### PROBLEM:
Put the lines below into a JSON list of strings, one string for each line. Skip blank lines and leave the pictures out.

══ PROVIDED RECORDS

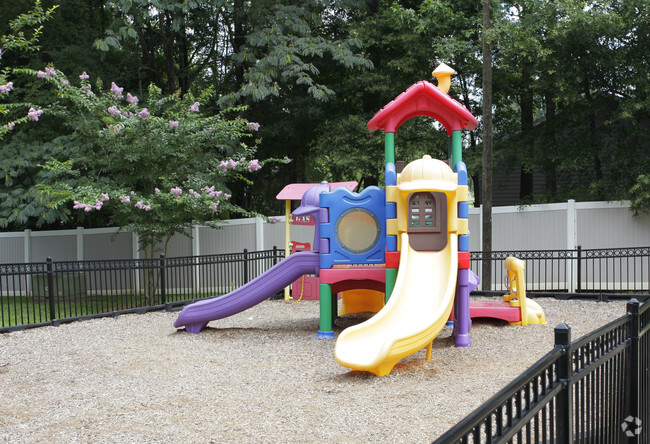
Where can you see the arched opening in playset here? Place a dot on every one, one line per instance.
(401, 251)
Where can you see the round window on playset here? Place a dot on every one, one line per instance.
(357, 230)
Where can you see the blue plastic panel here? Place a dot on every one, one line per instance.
(368, 208)
(463, 242)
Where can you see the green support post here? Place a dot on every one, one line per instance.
(326, 312)
(391, 277)
(389, 148)
(456, 148)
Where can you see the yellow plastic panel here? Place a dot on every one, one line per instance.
(463, 193)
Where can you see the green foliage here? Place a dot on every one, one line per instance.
(155, 166)
(641, 195)
(25, 30)
(23, 35)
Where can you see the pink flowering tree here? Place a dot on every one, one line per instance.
(154, 165)
(25, 31)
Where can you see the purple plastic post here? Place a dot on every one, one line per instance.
(461, 310)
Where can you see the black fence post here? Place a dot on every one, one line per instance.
(565, 396)
(579, 270)
(633, 381)
(163, 289)
(245, 265)
(50, 288)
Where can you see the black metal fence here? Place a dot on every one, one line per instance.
(52, 292)
(595, 389)
(581, 271)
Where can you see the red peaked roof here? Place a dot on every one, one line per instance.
(423, 99)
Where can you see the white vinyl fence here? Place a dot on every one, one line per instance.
(561, 226)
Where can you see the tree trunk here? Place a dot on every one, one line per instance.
(486, 187)
(527, 119)
(550, 155)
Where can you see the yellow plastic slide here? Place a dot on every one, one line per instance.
(417, 310)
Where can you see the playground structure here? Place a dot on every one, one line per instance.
(401, 251)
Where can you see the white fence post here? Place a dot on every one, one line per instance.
(80, 243)
(27, 245)
(259, 233)
(571, 236)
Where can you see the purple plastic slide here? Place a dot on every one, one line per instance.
(197, 315)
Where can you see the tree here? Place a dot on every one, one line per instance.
(156, 168)
(486, 186)
(23, 36)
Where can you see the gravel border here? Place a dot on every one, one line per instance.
(259, 376)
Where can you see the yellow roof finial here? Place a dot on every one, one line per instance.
(443, 73)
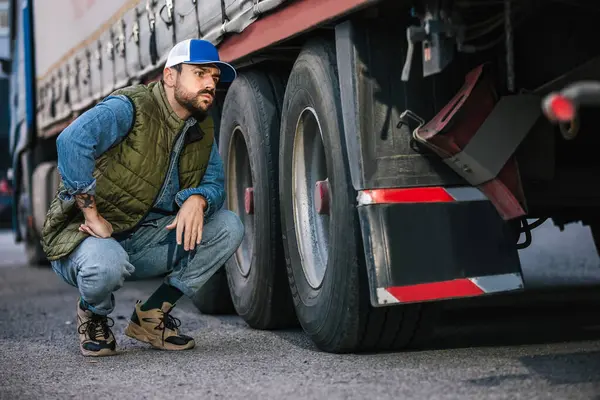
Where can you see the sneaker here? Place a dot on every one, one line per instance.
(158, 328)
(95, 337)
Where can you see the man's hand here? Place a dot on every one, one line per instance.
(190, 219)
(95, 225)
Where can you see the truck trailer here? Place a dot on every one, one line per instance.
(385, 156)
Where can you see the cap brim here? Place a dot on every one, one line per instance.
(228, 73)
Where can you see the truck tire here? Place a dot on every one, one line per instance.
(214, 298)
(34, 253)
(248, 146)
(332, 305)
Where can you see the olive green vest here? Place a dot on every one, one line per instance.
(131, 173)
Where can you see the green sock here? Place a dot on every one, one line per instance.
(164, 293)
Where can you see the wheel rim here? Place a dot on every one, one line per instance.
(240, 188)
(309, 177)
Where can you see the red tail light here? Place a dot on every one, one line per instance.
(562, 108)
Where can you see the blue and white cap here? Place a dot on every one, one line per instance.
(198, 51)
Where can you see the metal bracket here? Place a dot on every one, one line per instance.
(497, 139)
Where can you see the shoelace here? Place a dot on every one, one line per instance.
(168, 322)
(96, 326)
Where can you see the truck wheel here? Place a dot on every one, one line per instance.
(248, 145)
(322, 240)
(214, 298)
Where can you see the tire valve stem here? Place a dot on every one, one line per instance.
(249, 201)
(322, 197)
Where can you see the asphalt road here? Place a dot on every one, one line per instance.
(542, 346)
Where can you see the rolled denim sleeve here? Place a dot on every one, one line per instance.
(212, 187)
(90, 135)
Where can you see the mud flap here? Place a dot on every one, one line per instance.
(476, 135)
(419, 252)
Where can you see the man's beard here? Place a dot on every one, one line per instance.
(192, 102)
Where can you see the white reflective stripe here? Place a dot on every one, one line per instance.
(466, 193)
(384, 297)
(364, 198)
(499, 283)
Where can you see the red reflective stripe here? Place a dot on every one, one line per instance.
(436, 290)
(409, 195)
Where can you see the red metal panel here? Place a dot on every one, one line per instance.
(291, 20)
(407, 195)
(436, 291)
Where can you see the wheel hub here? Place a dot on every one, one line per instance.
(311, 197)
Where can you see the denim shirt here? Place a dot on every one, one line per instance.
(96, 130)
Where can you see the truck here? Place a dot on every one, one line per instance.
(385, 156)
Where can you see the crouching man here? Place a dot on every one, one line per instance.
(141, 195)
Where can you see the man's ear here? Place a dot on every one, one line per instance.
(169, 77)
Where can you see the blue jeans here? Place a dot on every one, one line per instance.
(98, 267)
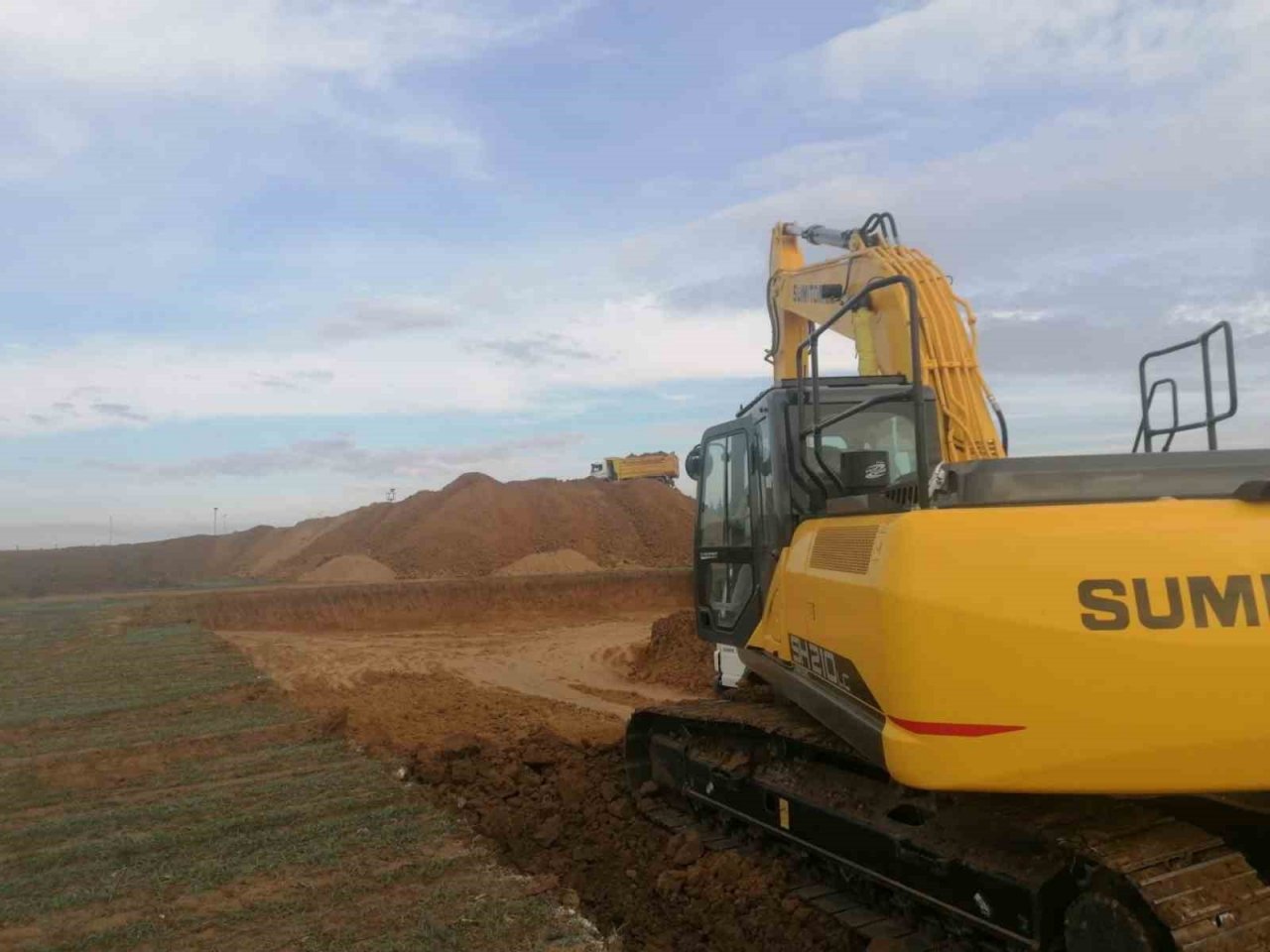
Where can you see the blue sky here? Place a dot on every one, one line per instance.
(280, 255)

════

### THE OUTPUT:
[
  "Where can you see the arched opening in playset here? Place a dot on every one, one line per instance.",
  "(401, 251)",
  "Where can you see the round window on playset here? Place a dot on every one, one line per instance.",
  "(357, 230)",
  "Where can you see the blue plastic panel here? Place a dot on every one, one line per instance.",
  "(368, 208)",
  "(463, 242)",
  "Where can you see the green support post here? Place a dot on every one, one line per instance.",
  "(326, 312)",
  "(391, 277)",
  "(389, 148)",
  "(456, 148)",
  "Where can you see the yellow plastic panel here? Place a dot on every one, one line per instance.",
  "(463, 193)",
  "Where can you see the green foliage here? Place a dot on every one, one line per instance.",
  "(155, 166)",
  "(641, 195)",
  "(25, 30)",
  "(23, 35)",
  "Where can you see the pink flowering tree here? Place a dot on every one, one line per instance.",
  "(154, 165)",
  "(25, 31)",
  "Where can you see the purple plastic post here? Place a dot on every one, one line per instance.",
  "(461, 310)",
  "Where can you see the black fence post here? Place a dot on every one, one line per instance.",
  "(565, 396)",
  "(579, 270)",
  "(633, 381)",
  "(163, 289)",
  "(245, 265)",
  "(50, 288)",
  "Where can you see the black metal fence here? Place a dot on every one, one line per instance.",
  "(52, 292)",
  "(595, 389)",
  "(581, 271)",
  "Where can you see the red peaked roof here? Place a dot on every one, one line per instance.",
  "(423, 99)",
  "Where can you see the white vinyl fence here? Place a dot on every one, one line per instance.",
  "(561, 226)",
  "Where can you see the tree trunk here? Place a dot on every one, one line per instance.",
  "(486, 187)",
  "(527, 119)",
  "(550, 155)",
  "Where can you see the yellow plastic slide here? Place a dot on every one, one line per instance.",
  "(417, 310)",
  "Where can you see the playground structure here? Place a dot on every one, one line per instance.",
  "(401, 251)",
  "Where can you see the white fence post here? Place a dot on every one, one line per instance.",
  "(80, 243)",
  "(27, 245)",
  "(259, 233)",
  "(571, 236)",
  "Where can you see the purple plastic slide here? Place a dot on every one, one line per instance.",
  "(197, 315)",
  "Where can you see the tree here? Place a dot on every one, one line per instance.",
  "(156, 168)",
  "(486, 186)",
  "(23, 36)",
  "Where can you see the gravel border here? Place a dot on every one, one line per instance.",
  "(259, 376)",
  "Where can you see the yellow roof finial here? Place a dot on every one, one line per instance.",
  "(443, 73)",
  "Where can you see the sneaker here? Place a dot on every one, one line per instance.",
  "(158, 328)",
  "(95, 337)",
  "Where can you see the man's hand here? Place a dot on every one, one line per instance.",
  "(190, 219)",
  "(95, 225)",
  "Where can you see the truck trailer here? Place a dot on every one, one line per instance.",
  "(385, 156)",
  "Where can you see the cap brim here? Place a dot on every one, one line per instance.",
  "(228, 73)",
  "Where can you see the truck tire here? Place a dot on every one, one line per instance.",
  "(214, 298)",
  "(34, 253)",
  "(248, 146)",
  "(332, 305)",
  "Where can you see the olive green vest here? Place a dot on every one, one line per instance.",
  "(131, 173)",
  "Where can you see the green sock here? Place a dot on every one, one line per instance.",
  "(164, 293)",
  "Where can you see the wheel rim here? Place a dot on every one, one line per instance.",
  "(240, 188)",
  "(309, 177)",
  "Where can you see the red tail light here? Place a dot on every one, one line per instance.",
  "(562, 108)",
  "Where can you see the blue and white cap here? Place a dot on every one, one line per instance.",
  "(198, 51)",
  "Where can you see the metal bracket here? Place a dot on every one, one line per instance.",
  "(497, 139)",
  "Where can you see the shoelace here? Place a dot on every one, one line per instance.",
  "(168, 322)",
  "(96, 326)",
  "Where can you see the truck wheel here? Place a dot on every one, one line per instance.",
  "(248, 145)",
  "(322, 240)",
  "(214, 298)",
  "Where can you see the tire valve stem here? Place a dot on every one, one line per instance.",
  "(249, 201)",
  "(322, 197)",
  "Where can you see the asphalt road here? Place a dot on every one, one line per instance.",
  "(542, 346)",
  "Where can you see the rolled denim sleeve here? Place a dot on every one, one line per instance.",
  "(212, 187)",
  "(90, 135)",
  "Where can you see the mud flap here? Place a dot on every one, one line per instance.",
  "(476, 135)",
  "(419, 252)",
  "Where can you see the man's beard here? Place a dot on every one, one line per instance.",
  "(192, 102)",
  "Where can you see the white reflective stripe here? Place a dot on every one, one line per instance.",
  "(466, 193)",
  "(384, 297)",
  "(364, 198)",
  "(499, 283)",
  "Where can you see the red reflective stripe here? Place a dot on every one, one line per instance.",
  "(436, 290)",
  "(409, 195)",
  "Where can you see the red metal panel here? Place a dot on every one, one line per instance.",
  "(291, 20)",
  "(407, 195)",
  "(436, 291)",
  "Where can you see the wheel hub here? Place a dot on every one, one line per instance.",
  "(311, 197)",
  "Where can you see the denim shirt here? Place a dot on every one, one line per instance.",
  "(96, 130)",
  "Where can you see the truck here? Place a dot on every one, one line per instance.",
  "(385, 156)",
  "Where can you see the crouching man here? Place a dot on every one, one line per instance.",
  "(141, 195)",
  "Where can you see the man's ear here? Place a dot on every one, one line per instance.",
  "(169, 77)",
  "Where can you see the blue jeans here? Place a dot on every one, one line per instance.",
  "(98, 267)",
  "Where can you see the blue sky here? Place a dot on every one, one line per instance.",
  "(280, 255)"
]